### ROWS
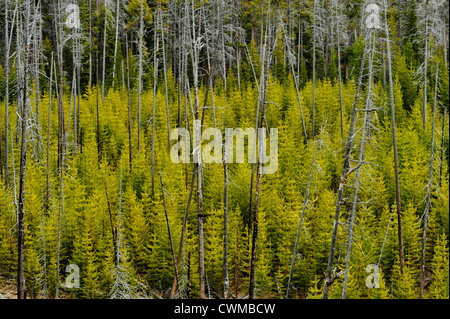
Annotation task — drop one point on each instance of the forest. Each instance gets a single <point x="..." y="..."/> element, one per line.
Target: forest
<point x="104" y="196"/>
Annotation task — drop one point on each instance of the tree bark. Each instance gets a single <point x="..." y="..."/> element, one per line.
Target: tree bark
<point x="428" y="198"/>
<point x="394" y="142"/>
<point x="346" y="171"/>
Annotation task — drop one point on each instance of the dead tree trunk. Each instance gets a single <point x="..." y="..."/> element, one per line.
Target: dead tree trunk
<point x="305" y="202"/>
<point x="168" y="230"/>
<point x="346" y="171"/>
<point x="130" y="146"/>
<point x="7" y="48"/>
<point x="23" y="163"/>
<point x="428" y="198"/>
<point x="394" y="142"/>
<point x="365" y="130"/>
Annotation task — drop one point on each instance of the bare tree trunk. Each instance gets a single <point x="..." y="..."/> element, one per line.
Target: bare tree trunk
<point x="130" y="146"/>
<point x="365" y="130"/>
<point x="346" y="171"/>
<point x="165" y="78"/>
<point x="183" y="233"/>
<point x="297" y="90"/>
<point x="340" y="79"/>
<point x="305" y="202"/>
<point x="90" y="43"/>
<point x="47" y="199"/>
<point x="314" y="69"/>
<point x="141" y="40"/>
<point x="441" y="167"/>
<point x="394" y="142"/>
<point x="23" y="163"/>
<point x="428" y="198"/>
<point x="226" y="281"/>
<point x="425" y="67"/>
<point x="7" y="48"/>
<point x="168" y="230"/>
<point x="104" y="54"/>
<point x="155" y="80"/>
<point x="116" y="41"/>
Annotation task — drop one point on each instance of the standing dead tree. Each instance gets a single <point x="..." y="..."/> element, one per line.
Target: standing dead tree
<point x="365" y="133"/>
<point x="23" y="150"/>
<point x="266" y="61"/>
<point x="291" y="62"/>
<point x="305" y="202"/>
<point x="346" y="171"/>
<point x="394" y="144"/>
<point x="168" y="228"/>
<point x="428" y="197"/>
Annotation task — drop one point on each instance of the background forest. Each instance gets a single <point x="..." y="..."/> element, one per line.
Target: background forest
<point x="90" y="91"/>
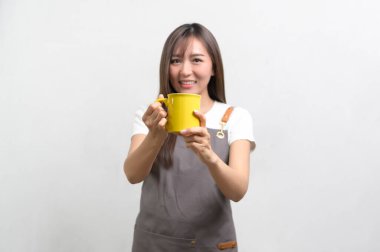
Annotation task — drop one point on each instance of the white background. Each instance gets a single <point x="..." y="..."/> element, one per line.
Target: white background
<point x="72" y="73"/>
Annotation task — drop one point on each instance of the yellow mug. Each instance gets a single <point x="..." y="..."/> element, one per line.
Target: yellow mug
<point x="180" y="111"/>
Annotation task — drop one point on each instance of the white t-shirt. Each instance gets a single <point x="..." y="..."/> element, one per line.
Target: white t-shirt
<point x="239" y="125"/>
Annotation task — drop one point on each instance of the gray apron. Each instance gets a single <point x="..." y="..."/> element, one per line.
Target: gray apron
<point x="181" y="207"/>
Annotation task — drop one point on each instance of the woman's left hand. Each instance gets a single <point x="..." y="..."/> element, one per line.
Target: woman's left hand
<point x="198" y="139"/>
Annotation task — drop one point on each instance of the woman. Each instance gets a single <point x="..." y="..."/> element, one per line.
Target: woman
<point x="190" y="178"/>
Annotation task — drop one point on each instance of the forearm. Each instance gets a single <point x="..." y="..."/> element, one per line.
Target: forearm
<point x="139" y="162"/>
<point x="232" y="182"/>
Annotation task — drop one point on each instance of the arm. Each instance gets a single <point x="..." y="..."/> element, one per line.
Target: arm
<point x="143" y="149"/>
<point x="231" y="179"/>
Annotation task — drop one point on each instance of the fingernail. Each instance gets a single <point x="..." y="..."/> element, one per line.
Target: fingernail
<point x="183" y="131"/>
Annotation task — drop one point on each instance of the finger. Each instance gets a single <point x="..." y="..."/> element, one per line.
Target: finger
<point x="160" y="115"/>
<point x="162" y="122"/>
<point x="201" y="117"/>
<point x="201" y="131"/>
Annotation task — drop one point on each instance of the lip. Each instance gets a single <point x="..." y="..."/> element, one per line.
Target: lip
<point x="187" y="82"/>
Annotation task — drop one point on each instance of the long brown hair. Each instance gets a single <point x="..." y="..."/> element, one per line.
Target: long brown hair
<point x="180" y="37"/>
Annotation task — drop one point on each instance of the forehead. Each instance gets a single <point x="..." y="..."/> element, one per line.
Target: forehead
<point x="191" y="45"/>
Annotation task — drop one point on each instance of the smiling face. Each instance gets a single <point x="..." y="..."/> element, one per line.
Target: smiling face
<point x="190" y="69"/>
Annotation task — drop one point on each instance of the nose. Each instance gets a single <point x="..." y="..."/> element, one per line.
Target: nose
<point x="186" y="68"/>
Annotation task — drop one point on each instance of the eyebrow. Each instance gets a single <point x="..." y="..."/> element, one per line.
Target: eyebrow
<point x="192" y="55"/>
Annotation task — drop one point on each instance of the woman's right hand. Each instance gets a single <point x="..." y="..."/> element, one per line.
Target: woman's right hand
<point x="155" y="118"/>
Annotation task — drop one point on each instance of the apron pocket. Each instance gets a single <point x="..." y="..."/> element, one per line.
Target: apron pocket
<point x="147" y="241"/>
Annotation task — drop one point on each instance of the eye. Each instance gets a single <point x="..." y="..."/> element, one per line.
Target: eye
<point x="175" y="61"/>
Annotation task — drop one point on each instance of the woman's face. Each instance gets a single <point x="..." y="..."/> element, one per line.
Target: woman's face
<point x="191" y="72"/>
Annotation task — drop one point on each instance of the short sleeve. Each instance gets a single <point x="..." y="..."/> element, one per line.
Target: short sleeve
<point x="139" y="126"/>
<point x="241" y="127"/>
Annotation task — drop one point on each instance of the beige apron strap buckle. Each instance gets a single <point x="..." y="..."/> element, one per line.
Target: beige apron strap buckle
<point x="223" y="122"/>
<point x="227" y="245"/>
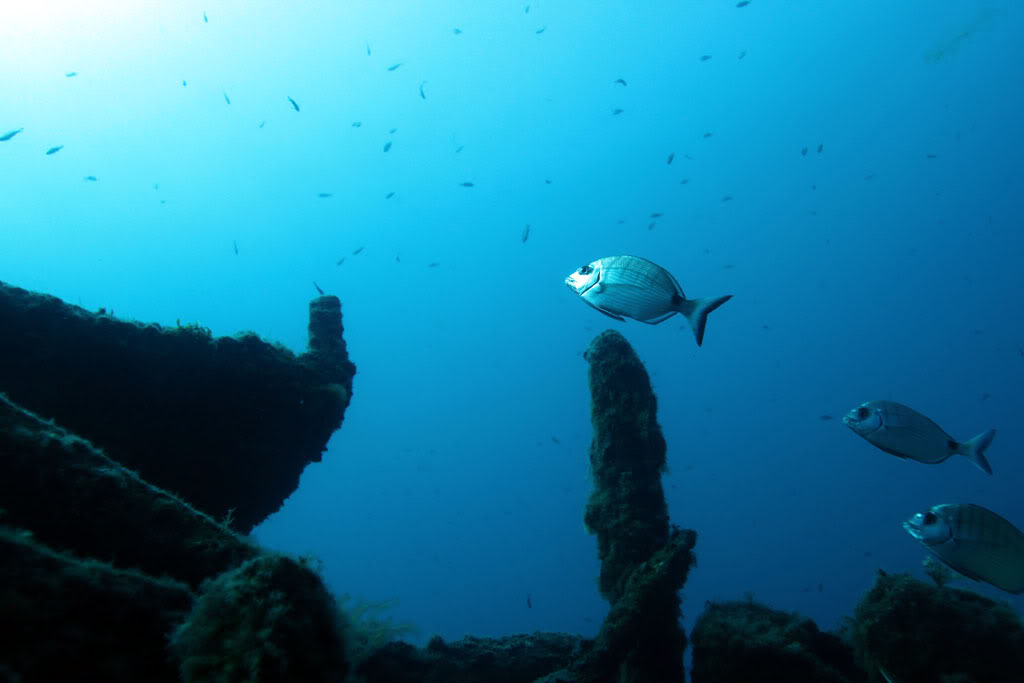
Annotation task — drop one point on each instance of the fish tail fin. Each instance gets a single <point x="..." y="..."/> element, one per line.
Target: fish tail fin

### PROBLEM TO WORK ON
Convert the lines above into a Markdown table with the columns "Row" and "Line", numbering each row and skipping blank lines. Leave the pictures out of the table.

### WRITTEN RESPONSE
| Row | Line |
|---|---|
| 1 | Annotation task — drop one point on each instance of the forest. Each instance gets a single <point x="..." y="..."/> element, one per line. |
| 2 | Target: forest |
| 3 | <point x="104" y="196"/> |
| 4 | Annotation task — drop one point on each instance of the tree bark. Each instance gets a single <point x="..." y="..."/> element, one per line. |
| 5 | Target: tree bark |
| 6 | <point x="428" y="198"/> |
| 7 | <point x="394" y="142"/> |
| 8 | <point x="346" y="171"/> |
| 9 | Annotation task — drop one point on each instance of the dead tree trunk. Each instance gets a single <point x="..." y="..."/> element, one per line. |
| 10 | Target: dead tree trunk |
| 11 | <point x="305" y="202"/> |
| 12 | <point x="168" y="230"/> |
| 13 | <point x="346" y="171"/> |
| 14 | <point x="130" y="146"/> |
| 15 | <point x="7" y="48"/> |
| 16 | <point x="23" y="163"/> |
| 17 | <point x="428" y="198"/> |
| 18 | <point x="394" y="142"/> |
| 19 | <point x="365" y="130"/> |
| 20 | Annotation task — drop one point on each instance of the bare tree trunk. Each instance gets a single <point x="..." y="..."/> element, one per line. |
| 21 | Target: bare tree trunk |
| 22 | <point x="130" y="146"/> |
| 23 | <point x="365" y="130"/> |
| 24 | <point x="346" y="171"/> |
| 25 | <point x="165" y="78"/> |
| 26 | <point x="183" y="233"/> |
| 27 | <point x="297" y="90"/> |
| 28 | <point x="340" y="79"/> |
| 29 | <point x="305" y="202"/> |
| 30 | <point x="90" y="43"/> |
| 31 | <point x="47" y="199"/> |
| 32 | <point x="314" y="69"/> |
| 33 | <point x="141" y="40"/> |
| 34 | <point x="441" y="167"/> |
| 35 | <point x="394" y="142"/> |
| 36 | <point x="23" y="163"/> |
| 37 | <point x="428" y="198"/> |
| 38 | <point x="226" y="281"/> |
| 39 | <point x="425" y="67"/> |
| 40 | <point x="7" y="48"/> |
| 41 | <point x="168" y="230"/> |
| 42 | <point x="104" y="54"/> |
| 43 | <point x="155" y="80"/> |
| 44 | <point x="116" y="41"/> |
| 45 | Annotation task — drop one point on each instance of the standing dead tree. Each instance gets a single <point x="..." y="..."/> element, one per line. |
| 46 | Target: standing dead tree |
| 47 | <point x="365" y="133"/> |
| 48 | <point x="23" y="150"/> |
| 49 | <point x="266" y="61"/> |
| 50 | <point x="291" y="62"/> |
| 51 | <point x="305" y="202"/> |
| 52 | <point x="346" y="171"/> |
| 53 | <point x="394" y="144"/> |
| 54 | <point x="168" y="228"/> |
| 55 | <point x="428" y="197"/> |
| 56 | Annotation task — drop one point on each instance of the background forest. Each instance gets a single <point x="..." y="..."/> element, one per line. |
| 57 | Target: background forest |
| 58 | <point x="90" y="91"/> |
| 59 | Annotation task — drop one point on each instance of the white background. Each instance gets a single <point x="..." y="..."/> element, one per line. |
| 60 | Target: white background |
| 61 | <point x="72" y="73"/> |
| 62 | Annotation task — drop one point on each instance of the yellow mug. Each instance gets a single <point x="..." y="..."/> element, one per line. |
| 63 | Target: yellow mug |
| 64 | <point x="180" y="111"/> |
| 65 | Annotation task — drop one point on each instance of the white t-shirt. Each instance gets a single <point x="..." y="..."/> element, one per line. |
| 66 | Target: white t-shirt |
| 67 | <point x="239" y="125"/> |
| 68 | Annotation task — drop one point on each instance of the gray apron. Each instance gets a single <point x="..." y="..."/> element, one per line. |
| 69 | Target: gray apron |
| 70 | <point x="181" y="207"/> |
| 71 | Annotation task — drop one point on each instance of the woman's left hand. Each instance gets a single <point x="..." y="..."/> element, one per line. |
| 72 | Target: woman's left hand |
| 73 | <point x="198" y="139"/> |
| 74 | Annotation task — drop one point on each instance of the woman. Each instance gets a single <point x="..." y="..."/> element, one per line. |
| 75 | Target: woman |
| 76 | <point x="190" y="178"/> |
| 77 | Annotation task — drop one point on each instance of the forearm. Each instance gets a single <point x="..." y="..."/> element, one per line. |
| 78 | Target: forearm |
| 79 | <point x="139" y="162"/> |
| 80 | <point x="232" y="182"/> |
| 81 | Annotation task — drop one point on each instance of the arm. Each instance gets a single <point x="..." y="..."/> element, one per line. |
| 82 | Target: arm |
| 83 | <point x="143" y="149"/> |
| 84 | <point x="231" y="179"/> |
| 85 | Annotation task — drop one point on each instance of the fingernail. Each instance gets a single <point x="..." y="..."/> element, one per line. |
| 86 | Target: fingernail |
| 87 | <point x="183" y="131"/> |
| 88 | Annotation task — drop one point on each instance of the finger. Each instance gets a single <point x="..." y="..."/> element, one per line. |
| 89 | Target: finger |
| 90 | <point x="160" y="115"/> |
| 91 | <point x="162" y="122"/> |
| 92 | <point x="201" y="117"/> |
| 93 | <point x="201" y="131"/> |
| 94 | Annotation task — drop one point on each instance of the lip. Each instance gets a single <point x="..." y="..."/> element, one per line. |
| 95 | Target: lip |
| 96 | <point x="187" y="82"/> |
| 97 | Annotation task — drop one point on each instance of the long brown hair. Each instance gets a single <point x="..." y="..."/> element, one per line. |
| 98 | Target: long brown hair |
| 99 | <point x="180" y="37"/> |
| 100 | Annotation task — drop one point on each instance of the forehead. Each instance gets a single <point x="..." y="..."/> element, one per line. |
| 101 | Target: forehead |
| 102 | <point x="191" y="45"/> |
| 103 | Annotation task — drop one point on each instance of the smiling face. Each instance gets a single <point x="..." y="..."/> element, one per line. |
| 104 | Target: smiling face |
| 105 | <point x="190" y="69"/> |
| 106 | Annotation task — drop one point on each instance of the nose. Each instance gets a single <point x="..." y="..."/> element, one per line. |
| 107 | Target: nose |
| 108 | <point x="186" y="68"/> |
| 109 | Annotation task — drop one point on each instance of the eyebrow. Each instance gets a single <point x="..." y="..."/> element, one per line. |
| 110 | Target: eyebrow |
| 111 | <point x="192" y="55"/> |
| 112 | Annotation task — drop one point on each instance of the woman's right hand. Each instance gets a single <point x="..." y="..."/> element, one per line. |
| 113 | Target: woman's right hand |
| 114 | <point x="155" y="118"/> |
| 115 | Annotation task — drop one point on each instance of the apron pocket. Each instance gets a single <point x="..." y="..."/> element, one per line. |
| 116 | Target: apron pocket |
| 117 | <point x="147" y="241"/> |
| 118 | Annotation task — drop one point on each instance of the eye. Each instance gets a single <point x="..." y="..."/> element, one per line. |
| 119 | Target: eye |
| 120 | <point x="175" y="61"/> |
| 121 | Annotation task — drop one point on each instance of the woman's face. Each instance gets a single <point x="..." y="..."/> element, one per line. |
| 122 | Target: woman's face |
| 123 | <point x="191" y="72"/> |
| 124 | Annotation task — drop one point on each instance of the short sleeve. Each instance gets a single <point x="..." y="..."/> element, one per line. |
| 125 | Target: short sleeve |
| 126 | <point x="139" y="126"/> |
| 127 | <point x="241" y="127"/> |
| 128 | Annotation task — drop one point on each instance of the beige apron strap buckle. Each instance gets a single <point x="..." y="..."/> element, one per line. |
| 129 | Target: beige apron strap buckle |
| 130 | <point x="223" y="122"/> |
| 131 | <point x="227" y="245"/> |
| 132 | Annotation task — drop one point on each instance of the fish tail fin. Each instance gets a single <point x="..." y="..."/> element, one per line. |
| 133 | Target: fish tail fin |